Exercise task: Recast the lines of all the entries below as a numbered list, omitting any blank lines. Leave the pictures out of your answer.

Point labeling entries:
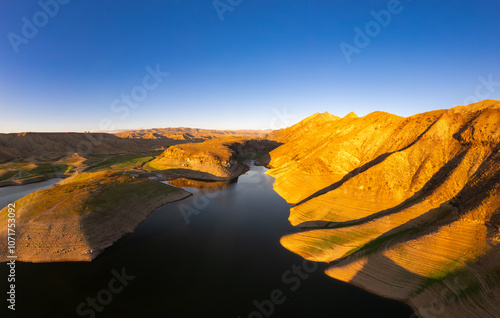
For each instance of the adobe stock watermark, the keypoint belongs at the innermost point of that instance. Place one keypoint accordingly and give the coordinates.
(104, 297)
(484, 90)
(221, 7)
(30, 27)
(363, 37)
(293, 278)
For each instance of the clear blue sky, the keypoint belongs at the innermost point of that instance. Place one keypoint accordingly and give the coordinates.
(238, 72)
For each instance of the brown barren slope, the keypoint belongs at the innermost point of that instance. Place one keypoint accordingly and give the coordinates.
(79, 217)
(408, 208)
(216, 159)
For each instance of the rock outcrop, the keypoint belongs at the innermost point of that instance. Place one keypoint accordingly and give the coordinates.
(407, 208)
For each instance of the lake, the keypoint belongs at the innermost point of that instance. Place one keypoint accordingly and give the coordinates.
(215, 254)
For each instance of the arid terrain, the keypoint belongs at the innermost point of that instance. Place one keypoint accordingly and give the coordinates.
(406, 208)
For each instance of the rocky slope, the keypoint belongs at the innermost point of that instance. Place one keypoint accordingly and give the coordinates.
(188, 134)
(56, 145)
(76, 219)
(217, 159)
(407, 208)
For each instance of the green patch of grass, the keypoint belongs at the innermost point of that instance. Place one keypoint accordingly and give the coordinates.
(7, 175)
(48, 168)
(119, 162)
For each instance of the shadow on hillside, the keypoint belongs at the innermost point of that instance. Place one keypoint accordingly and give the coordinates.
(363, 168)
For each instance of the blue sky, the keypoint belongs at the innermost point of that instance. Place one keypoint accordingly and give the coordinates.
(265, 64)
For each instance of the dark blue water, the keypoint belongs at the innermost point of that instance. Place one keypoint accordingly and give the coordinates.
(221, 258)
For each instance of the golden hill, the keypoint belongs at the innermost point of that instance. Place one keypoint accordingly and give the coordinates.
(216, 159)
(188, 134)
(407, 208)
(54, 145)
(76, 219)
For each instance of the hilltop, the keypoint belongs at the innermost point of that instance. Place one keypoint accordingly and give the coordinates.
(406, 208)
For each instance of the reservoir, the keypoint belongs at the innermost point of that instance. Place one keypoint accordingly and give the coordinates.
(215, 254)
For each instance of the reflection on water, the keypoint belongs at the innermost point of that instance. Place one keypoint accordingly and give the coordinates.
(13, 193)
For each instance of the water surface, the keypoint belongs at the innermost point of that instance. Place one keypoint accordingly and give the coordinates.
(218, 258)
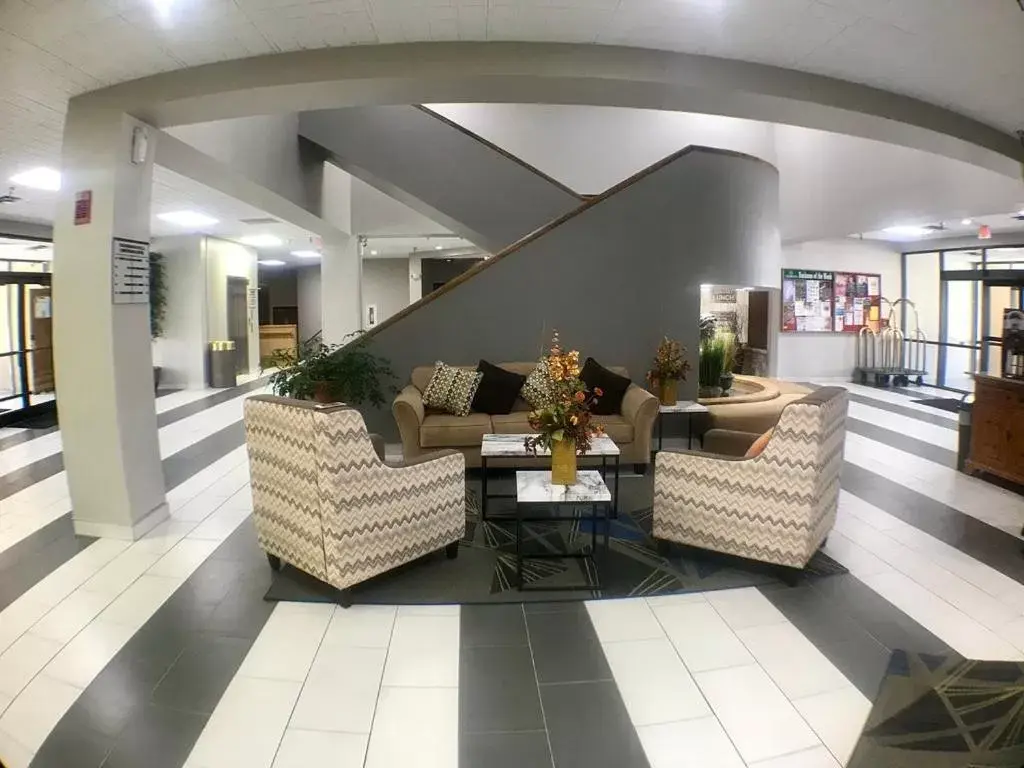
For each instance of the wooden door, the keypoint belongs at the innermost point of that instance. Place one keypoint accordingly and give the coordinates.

Correct answer:
1. For each instance of the adobe stock watermark, the keypoint belongs at the innermost point of that instance. Place one keypoint accordingly and give the coordinates.
2. (104, 297)
3. (484, 90)
4. (221, 7)
5. (30, 27)
6. (363, 37)
7. (293, 278)
8. For each instance of the clear blue sky, the keypoint belongs at the innermost point of that instance. Place one keypoint accordingly and give the coordinates.
9. (238, 72)
10. For each instance of the brown barren slope, the keypoint belongs at the innermost point of that instance. Place one keypoint accordingly and give the coordinates.
11. (79, 217)
12. (408, 208)
13. (216, 159)
14. For each instance of the rock outcrop, the keypoint belongs at the innermost point of that instance. Place one keypoint accordingly and give the coordinates.
15. (407, 208)
16. For each instance of the lake, the keypoint belongs at the innermost point of that instance. Place one keypoint accordingly and give the coordinates.
17. (215, 254)
18. For each instance of the arid terrain, the keypoint belongs at the innermost point of that instance. Place one keypoint accordingly and give the coordinates.
19. (406, 208)
20. For each instance of the rocky slope, the keypoint belongs at the innermost point of that instance. Place one keypoint accordingly and give the coordinates.
21. (188, 134)
22. (56, 145)
23. (76, 219)
24. (217, 159)
25. (407, 208)
26. For each instance of the green patch of grass, the keypoint belongs at the innermost point of that instance. Place one keypoint accordingly and give the coordinates.
27. (7, 175)
28. (48, 168)
29. (119, 162)
30. For each instance of the shadow on hillside, the keypoint belongs at the innermost point of that instance. Place one keypoint accordingly and give the coordinates.
31. (363, 168)
32. For each instance of the blue sky, the keypoint belongs at the innermost point of that instance. Place one keypoint accordingly and give the coordinates.
33. (265, 64)
34. For each instance of the dark blue water, the keypoint belongs at the innermost point of that instance. Place one keypoint accordingly and give the coordinates.
35. (221, 258)
36. For each instance of the golden hill, the keypoint belongs at the innermost point of that instance. Place one keypoint accordingly and give the coordinates.
37. (216, 159)
38. (188, 134)
39. (407, 208)
40. (54, 145)
41. (76, 219)
42. For each instance of the hilltop, the keypoint belongs at the innermost point of that instance. Place one keypoint accordingly and give the coordinates.
43. (406, 208)
44. For each instance of the reservoir, the keypoint belongs at the innermost point of that instance. Place one keypoint accordingly and give the coordinates.
45. (215, 254)
46. For each instance of the reflection on water, the keypoint belongs at the innermost point of that instance. Place one keypoint accordingly and give the coordinates.
47. (13, 193)
48. For each instance of the water surface, the keypoint belongs at the innermost point of that instance. Place one keypoint accordingly and give the coordinates.
49. (218, 258)
50. For each instance of the wooden door, the keypoint belongs at the innermost point of that instance. Place one keypoint accordingly and give the coordinates.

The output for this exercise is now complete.